> _Given passage_:
I believe that these are the two challenges that we encounter the most when trying to develop the sport.

AEL: What initiatives or programs have you implemented to encourage youth participation in Lacrosse in Colombia?

O.C.: With the alliance made between the ACL and LtN, we have managed to create programs in foundations and schools in two cities.

Basically, the programs are focused on teaching values through lacrosse, and on some occasions, they also provide support with the student’s academics.

AEL: How does Colombian lacrosse compare with other Latin American nations or the world in terms of level of play and development?

O.C.: If we talk about the level of play based on the participation of local players, I believe that Colombian lacrosse is average in comparison with the rest of Latin America. There are other countries like Mexico that due to their experience and conditions are above average.

Now if we talk about the level of play as a national team is a little different because it depends largely on the type of player that is being recruited abroad like players with double nationality. We know that teams like Puerto Rico have a greater facility for their players to go to play lacrosse in the United States, and that puts them well above our level of performance.

> _Supplied entries_:

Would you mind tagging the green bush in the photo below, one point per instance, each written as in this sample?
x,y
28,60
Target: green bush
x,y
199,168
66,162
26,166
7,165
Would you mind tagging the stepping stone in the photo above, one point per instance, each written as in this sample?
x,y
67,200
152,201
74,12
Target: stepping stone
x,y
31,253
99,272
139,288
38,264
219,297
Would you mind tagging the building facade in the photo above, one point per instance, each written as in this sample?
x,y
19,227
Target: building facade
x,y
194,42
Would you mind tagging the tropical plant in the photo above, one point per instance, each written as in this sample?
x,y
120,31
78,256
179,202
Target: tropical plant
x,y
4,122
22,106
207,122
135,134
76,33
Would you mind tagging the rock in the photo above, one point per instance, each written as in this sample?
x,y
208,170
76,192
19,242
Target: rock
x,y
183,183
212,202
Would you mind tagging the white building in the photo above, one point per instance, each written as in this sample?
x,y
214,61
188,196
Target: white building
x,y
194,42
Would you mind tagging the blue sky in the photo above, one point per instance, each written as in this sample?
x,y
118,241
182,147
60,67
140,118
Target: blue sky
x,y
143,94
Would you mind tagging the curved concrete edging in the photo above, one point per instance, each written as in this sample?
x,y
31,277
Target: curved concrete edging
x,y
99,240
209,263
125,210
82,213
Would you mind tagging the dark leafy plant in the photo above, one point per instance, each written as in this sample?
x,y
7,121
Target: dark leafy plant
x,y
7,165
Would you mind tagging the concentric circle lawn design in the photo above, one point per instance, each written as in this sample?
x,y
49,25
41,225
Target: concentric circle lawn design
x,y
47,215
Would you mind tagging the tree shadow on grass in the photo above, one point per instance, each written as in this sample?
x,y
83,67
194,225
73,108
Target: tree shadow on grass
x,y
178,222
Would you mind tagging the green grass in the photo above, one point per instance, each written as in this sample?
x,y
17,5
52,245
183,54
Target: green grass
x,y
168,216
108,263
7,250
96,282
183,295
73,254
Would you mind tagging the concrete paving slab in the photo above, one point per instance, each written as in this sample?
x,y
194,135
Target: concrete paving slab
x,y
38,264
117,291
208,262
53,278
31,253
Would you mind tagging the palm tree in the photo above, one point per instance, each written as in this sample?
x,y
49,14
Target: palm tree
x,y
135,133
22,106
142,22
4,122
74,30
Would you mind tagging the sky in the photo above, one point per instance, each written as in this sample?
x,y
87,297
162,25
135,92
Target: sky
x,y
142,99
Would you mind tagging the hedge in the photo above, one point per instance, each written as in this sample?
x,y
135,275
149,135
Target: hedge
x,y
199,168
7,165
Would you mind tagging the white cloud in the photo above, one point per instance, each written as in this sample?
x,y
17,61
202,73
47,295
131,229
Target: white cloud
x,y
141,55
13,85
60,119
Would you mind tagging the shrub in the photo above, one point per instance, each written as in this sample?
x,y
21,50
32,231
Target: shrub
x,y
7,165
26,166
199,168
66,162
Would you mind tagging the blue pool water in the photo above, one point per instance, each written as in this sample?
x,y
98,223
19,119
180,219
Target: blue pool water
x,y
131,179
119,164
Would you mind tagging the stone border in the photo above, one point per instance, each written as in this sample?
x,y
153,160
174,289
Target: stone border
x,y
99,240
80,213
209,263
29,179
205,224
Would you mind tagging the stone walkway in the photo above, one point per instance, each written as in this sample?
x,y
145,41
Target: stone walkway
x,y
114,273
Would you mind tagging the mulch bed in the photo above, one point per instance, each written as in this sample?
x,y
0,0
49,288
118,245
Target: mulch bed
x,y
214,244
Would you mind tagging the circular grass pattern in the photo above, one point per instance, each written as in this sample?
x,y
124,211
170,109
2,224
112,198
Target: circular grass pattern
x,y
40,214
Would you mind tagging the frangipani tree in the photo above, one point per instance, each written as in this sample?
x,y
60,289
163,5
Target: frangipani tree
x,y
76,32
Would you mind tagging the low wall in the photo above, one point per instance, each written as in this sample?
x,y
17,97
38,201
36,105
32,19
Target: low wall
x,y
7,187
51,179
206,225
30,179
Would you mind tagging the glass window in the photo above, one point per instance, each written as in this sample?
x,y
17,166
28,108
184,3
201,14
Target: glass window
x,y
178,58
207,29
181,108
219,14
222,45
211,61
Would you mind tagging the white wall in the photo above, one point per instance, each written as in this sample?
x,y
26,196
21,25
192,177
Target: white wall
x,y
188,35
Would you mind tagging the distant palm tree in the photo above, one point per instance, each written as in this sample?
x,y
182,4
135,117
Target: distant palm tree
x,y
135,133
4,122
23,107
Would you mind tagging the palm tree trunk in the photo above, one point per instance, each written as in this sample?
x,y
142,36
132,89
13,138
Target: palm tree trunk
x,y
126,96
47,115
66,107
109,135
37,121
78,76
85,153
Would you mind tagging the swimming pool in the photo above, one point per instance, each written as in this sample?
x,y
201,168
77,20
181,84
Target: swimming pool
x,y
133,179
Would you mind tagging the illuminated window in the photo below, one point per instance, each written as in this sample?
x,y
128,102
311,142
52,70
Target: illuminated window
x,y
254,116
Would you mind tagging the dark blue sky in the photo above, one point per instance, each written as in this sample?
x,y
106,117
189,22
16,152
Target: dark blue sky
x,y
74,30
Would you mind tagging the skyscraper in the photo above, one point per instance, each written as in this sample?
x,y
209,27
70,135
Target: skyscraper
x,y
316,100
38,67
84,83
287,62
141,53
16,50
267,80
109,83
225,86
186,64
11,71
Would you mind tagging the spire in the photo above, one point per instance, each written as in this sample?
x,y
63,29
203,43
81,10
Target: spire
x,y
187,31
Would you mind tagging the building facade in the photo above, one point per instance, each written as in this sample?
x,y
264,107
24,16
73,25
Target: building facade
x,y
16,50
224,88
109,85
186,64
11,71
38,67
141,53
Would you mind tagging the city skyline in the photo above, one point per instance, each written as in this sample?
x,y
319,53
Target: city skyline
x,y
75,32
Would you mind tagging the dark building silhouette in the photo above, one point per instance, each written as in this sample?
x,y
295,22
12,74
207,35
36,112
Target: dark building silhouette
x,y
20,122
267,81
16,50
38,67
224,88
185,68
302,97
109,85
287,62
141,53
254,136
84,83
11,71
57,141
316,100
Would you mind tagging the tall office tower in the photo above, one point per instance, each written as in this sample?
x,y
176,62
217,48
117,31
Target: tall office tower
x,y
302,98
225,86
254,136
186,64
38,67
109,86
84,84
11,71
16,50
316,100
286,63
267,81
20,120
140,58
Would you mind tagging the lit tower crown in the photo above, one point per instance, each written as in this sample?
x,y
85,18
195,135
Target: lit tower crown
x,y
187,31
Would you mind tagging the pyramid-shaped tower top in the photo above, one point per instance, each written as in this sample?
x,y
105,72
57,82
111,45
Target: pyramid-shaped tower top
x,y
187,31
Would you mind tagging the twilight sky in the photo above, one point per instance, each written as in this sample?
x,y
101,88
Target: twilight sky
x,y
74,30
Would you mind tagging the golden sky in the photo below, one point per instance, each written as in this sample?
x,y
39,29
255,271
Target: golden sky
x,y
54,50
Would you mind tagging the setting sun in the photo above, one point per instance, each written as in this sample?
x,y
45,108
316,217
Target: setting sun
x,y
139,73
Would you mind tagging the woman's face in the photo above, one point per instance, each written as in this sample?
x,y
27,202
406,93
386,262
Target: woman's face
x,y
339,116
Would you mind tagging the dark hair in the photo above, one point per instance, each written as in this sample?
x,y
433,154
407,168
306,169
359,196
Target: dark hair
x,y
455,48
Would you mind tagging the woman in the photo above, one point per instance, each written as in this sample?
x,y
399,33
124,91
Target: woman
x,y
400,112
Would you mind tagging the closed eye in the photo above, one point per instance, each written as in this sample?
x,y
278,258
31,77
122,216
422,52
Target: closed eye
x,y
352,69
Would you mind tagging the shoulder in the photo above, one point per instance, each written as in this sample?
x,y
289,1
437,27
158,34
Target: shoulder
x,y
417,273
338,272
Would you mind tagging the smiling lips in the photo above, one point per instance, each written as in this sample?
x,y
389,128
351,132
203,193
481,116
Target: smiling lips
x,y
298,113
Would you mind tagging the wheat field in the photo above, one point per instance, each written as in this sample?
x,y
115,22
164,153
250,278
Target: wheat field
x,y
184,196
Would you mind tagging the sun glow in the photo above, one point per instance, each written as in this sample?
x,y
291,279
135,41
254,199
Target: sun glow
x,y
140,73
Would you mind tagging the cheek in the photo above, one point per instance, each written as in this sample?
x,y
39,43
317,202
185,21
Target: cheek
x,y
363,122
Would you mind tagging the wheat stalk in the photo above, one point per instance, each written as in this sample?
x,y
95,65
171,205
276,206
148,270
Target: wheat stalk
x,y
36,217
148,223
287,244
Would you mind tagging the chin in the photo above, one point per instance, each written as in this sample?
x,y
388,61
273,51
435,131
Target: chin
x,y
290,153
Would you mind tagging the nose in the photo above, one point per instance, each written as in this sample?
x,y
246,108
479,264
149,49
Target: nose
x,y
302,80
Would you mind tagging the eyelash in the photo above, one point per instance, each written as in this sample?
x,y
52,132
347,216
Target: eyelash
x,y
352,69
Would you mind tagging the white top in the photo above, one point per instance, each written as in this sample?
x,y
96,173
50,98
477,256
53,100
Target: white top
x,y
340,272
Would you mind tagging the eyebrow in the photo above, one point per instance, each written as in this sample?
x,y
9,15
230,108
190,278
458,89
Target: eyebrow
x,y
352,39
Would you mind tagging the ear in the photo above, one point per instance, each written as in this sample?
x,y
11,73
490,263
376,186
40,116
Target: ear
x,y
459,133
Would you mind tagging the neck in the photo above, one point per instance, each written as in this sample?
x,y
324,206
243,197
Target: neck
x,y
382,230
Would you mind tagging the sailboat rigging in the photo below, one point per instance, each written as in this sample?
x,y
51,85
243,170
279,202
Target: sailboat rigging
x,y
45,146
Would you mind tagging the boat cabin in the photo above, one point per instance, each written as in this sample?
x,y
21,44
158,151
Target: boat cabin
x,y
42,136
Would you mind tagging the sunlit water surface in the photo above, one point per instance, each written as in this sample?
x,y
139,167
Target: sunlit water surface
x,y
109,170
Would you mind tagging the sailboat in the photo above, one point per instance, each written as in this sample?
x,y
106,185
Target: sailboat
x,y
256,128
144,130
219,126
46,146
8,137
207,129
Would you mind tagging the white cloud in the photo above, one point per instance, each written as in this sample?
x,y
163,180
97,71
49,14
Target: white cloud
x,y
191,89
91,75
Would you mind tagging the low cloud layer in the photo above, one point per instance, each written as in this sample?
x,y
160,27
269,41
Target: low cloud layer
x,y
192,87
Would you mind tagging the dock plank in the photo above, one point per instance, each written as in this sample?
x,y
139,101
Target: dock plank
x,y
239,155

> _Your tasks_:
#1 In the lacrosse interview, which country is described as above average because of its experience and conditions?
#2 Set down the part of the lacrosse interview from "O.C.: If we" up to and including "level of performance.".
#3 Shorten the lacrosse interview paragraph that begins "Now if we talk about the level of play as a national team" while keeping its main facts.
The entries have no connection to the lacrosse interview.

> _Task responses_:
#1 Mexico.

#2
O.C.: If we talk about the level of play based on the participation of local players, I believe that Colombian lacrosse is average in comparison with the rest of Latin America. There are other countries like Mexico that due to their experience and conditions are above average.

Now if we talk about the level of play as a national team is a little different because it depends largely on the type of player that is being recruited abroad like players with double nationality. We know that teams like Puerto Rico have a greater facility for their players to go to play lacrosse in the United States, and that puts them well above our level of performance.

#3 The national team's level of play is different because it depends largely on players recruited abroad, such as those with double nationality. Teams like Puerto Rico, whose players can more easily go play lacrosse in the United States, perform well above Colombia's level.